== Task brief ==
Whenever a line in the entries below includes the string "building", count that line. Report the total alone.

== Task data ==

────────────────

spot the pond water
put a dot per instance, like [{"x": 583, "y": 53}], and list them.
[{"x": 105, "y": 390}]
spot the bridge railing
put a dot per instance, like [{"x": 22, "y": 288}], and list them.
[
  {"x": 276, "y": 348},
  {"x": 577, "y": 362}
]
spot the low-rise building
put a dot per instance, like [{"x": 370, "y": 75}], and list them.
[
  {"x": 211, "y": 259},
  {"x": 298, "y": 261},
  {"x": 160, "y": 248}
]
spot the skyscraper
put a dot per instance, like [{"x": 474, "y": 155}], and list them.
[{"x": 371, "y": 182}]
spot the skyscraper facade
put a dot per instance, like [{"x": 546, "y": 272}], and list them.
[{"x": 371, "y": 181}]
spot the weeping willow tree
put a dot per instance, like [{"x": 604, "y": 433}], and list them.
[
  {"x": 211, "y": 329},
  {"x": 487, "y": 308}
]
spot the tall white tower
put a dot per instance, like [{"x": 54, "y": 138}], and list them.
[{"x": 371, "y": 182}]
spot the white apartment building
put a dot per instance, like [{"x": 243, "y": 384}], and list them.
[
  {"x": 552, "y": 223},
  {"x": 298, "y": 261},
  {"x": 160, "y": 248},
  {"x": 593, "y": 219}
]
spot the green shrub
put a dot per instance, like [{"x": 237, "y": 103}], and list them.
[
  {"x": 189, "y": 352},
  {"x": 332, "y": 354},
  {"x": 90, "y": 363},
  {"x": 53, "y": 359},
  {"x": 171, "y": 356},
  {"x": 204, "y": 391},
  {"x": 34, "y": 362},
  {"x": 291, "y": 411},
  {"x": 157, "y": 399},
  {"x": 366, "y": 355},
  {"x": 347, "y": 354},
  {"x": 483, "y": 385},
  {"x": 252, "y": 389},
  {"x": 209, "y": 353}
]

────────────────

== Result of the task ==
2